**Exercise text**:
=== Section Start ===

Quantum Glassiness

Abstract

Describing matter at near absolute zero temperature requires understanding a system's quantum ground state and the low energy excitations around it, the quasiparticles, which are thermally populated by the system's contact to a heat bath. However, this paradigm breaks down if thermal equilibration is obstructed. This paper presents solvable examples of quantum many-body Hamiltonians of systems that are unable to reach their ground states as the environment temperature is lowered to absolute zero. These examples, three dimensional generalizations of quantum Hamiltonians proposed for topological quantum computing, 1) have no quenched disorder, 2) have solely local interactions, 3) have an exactly solvable spectrum, 4) have topologically ordered ground states, and 5) have slow dynamical relaxation rates akin to those of strong structural glasses.

Figures (1)

• Figure 1: (a) Cubic cell of an fcc lattice. The centers of the six faces form an octahedron, with its sites labeled from 1 (topmost) to 6. In addition to the set of octahedra formed by the face centered sites, there are three more sets of octahedra that can be assembled from sites both on faces and on corners of the cubic cells, totaling 4 such sets. Six-spin operators are defined on these octahedra using the $\sigma^{\rm x,y,z}$ components of spin on each vertex as described in the text. (b) Centers of 6 octahedra cells that share a spin, which resides at the site $\tilde{I}$ shown at the center. The x,y, or z labels sitting at the centers of the octahedra show which spin operator $\sigma^{\rm x,y,z}_{\tilde{I}}$ flip their $O_I$ eigenvalue. Acting with any of the operators $\sigma^{\rm x,y,z}_{\tilde{I}}$ always flip the eigenvalues $O_I$ of exactly four octahedra.

=== Section End ===

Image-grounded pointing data
=== Section Start ===

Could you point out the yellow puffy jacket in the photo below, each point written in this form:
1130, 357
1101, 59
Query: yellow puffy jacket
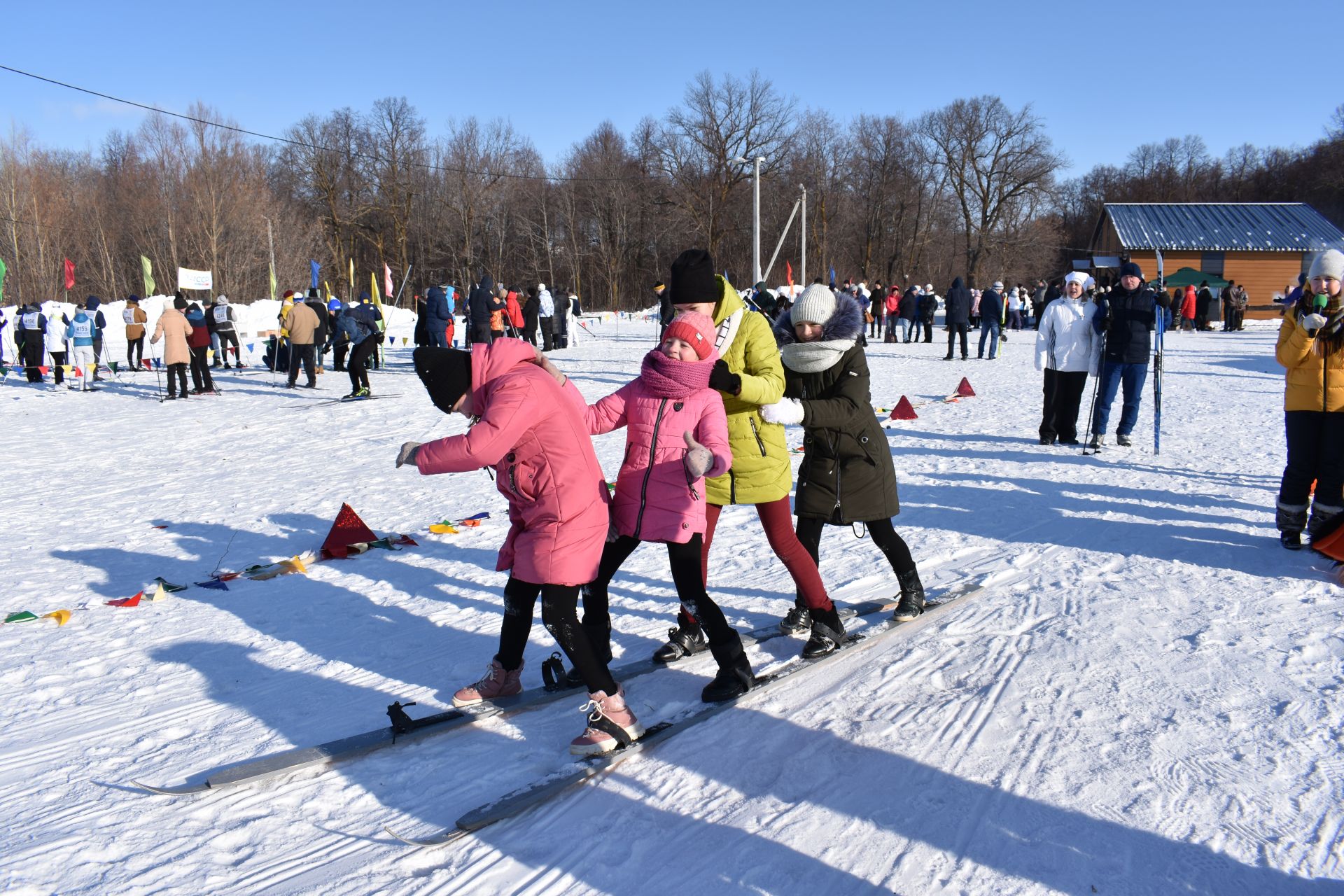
1315, 383
761, 470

=== Section End ===

**Prompt 1**:
Answer these questions from the text on quantum glassiness, one line each:
(a) What do the centers of the six faces of the cubic cell form?
(b) How many sets of octahedra are there in total?
(c) To the relaxation rates of what are the slow dynamical relaxation rates of the examples compared?
**Prompt 2**:
Decide whether each statement agrees with the text on quantum glassiness. Answer yes or no, and quote the words that decide it.
(a) The example Hamiltonians include quenched disorder.
(b) Acting with any of the spin operators flips the eigenvalues of exactly four octahedra.
(c) The sites of the octahedron in the cubic cell are labeled from 1 to 8.
Use only the text on quantum glassiness to respond.

**Written response 1**:
(a) An octahedron.
(b) Four.
(c) Strong structural glasses.

**Written response 2**:
(a) No: "have no quenched disorder"
(b) Yes: "always flip the eigenvalues $O_I$ of exactly four octahedra"
(c) No: "with its sites labeled from 1 (topmost) to 6"